## ZIEL DER AUFGABE
Beantworte die folgenden Fragen mithilfe des Auszugs über die Alzheimer-Diagnose in Tschechien:
(a) Auf welche fünf Länder konzentriert sich das EU-Forschungsprojekt, dem sich die Tschechische Alzheimer Gesellschaft 2017 angeschlossen hat?
(b) Wo fühlen sich Patienten laut Bartoš wohler als in Arztpraxen?
(c) In welchem Monat und Jahr genehmigte die tschechische Regierung den Nationalen Aktionsplan für die Alzheimer-Krankheit und verwandte Krankheiten?

++++ AUSGEWÄHLTER AUSZUG ++++

Tschechische Wissenschaftler hoffen auf verfügbare Bluttests

In Bezug auf die Diagnose „verbessert sich“ die Situation jedoch, sagte Mátlová.

Im Jahr 2017 hat sich die Tschechische Alzheimer Gesellschaft einem EU-Forschungsprojekt unter der Leitung der gemeinnützigen Organisation Alzheimer Europe angeschlossen, das sich auf die Diagnose von Demenz und die Erfahrung informeller Pfleger in fünf europäischen Ländern konzentriert: Tschechien, Finnland, Italien, die Niederlande und Schottland.

„Fast die Hälfte der tschechischen Befragten sagte, es wäre besser, die Diagnose früher zu stellen“, bemerkte Mátlová.

Und was sind die Hindernisse für frühere Diagnosen? Das Hauptproblem ist nach Angaben der Betreuer das geringe Bewusstsein für Demenz und die Tatsache, dass viele Patienten Demenzsymptome als Alterserscheinungen betrachten. Zudem sind Patienten oft nicht bereit, Hilfe zu finden.

„Wir können von Großbritannien, den Niederlanden oder den nordischen Staaten lernen. Neben der Frühdiagnose und der Sensibilisierung der Öffentlichkeit ist es wichtig, eine postdiagnostische Unterstützung zu leisten, die derzeit unzureichend ist“, sagte Mátlová.

Eine frühzeitige Diagnose der Krankheit ist entscheidend für eine potenziell wirksame Behandlung. Tschechische Wissenschaftler hoffen, dass in Europa bald Tests verfügbar sein könnten, mit denen die Krankheit anhand von Blutproben nachgewiesen werden könnte.

Bis dahin versuchen tschechische Wissenschaftler, die diagnostischen Fähigkeiten von Hausärzten und Apothekern zu verbessern.

Aleš Bartoš, Leiter der Gedächtnisklinik und Abteilung für Kognitive Störungen am Nationalen Institut für psychische Gesundheit, betonte, dass Tschechien einzigartig sei, wenn es Apotheken in Alzheimer-Diagnoseprozesse einbeziehe.

„Ein großer Vorteil ist das Apothekenumfeld“, sagt Bartoš und fügt hinzu, dass Patienten einfach daran gewöhnt sind, in Apotheken zu gehen und sich dort wohler fühlen als in Arztpraxen.

„Daher ist es wahrscheinlicher, dass sie ihre Erinnerungen dort (in der Apotheke) untersuchen“, erklärte Bartoš.

„Apotheker sind Profis, die es gewohnt sind, täglich mit Senioren zu kommunizieren. Deshalb fühlen sich die Patienten wohler und es ist nicht so stressig für sie“, fügte Bartoš hinzu.

Aktionsplan wird Forschung und Pflegekräfte unterstützen

Im April 2021 genehmigte die tschechische Regierung den Nationalen Aktionsplan für die Alzheimer-Krankheit und verwandte Krankheiten.

Nach Angaben des tschechischen Gesundheitsministeriums wurde der Plan in Zusammenarbeit mit dem Ministerium für Arbeit und Soziales als Reaktion auf die zunehmende Prävalenz von Demenz erstellt.

++++ BEREITGESTELLTES MATERIAL ++++

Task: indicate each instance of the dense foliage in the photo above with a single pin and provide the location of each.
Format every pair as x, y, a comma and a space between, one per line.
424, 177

++++

## ERGEBNIS
(a) Tschechien, Finnland, Italien, die Niederlande und Schottland
(b) In Apotheken
(c) Im April 2021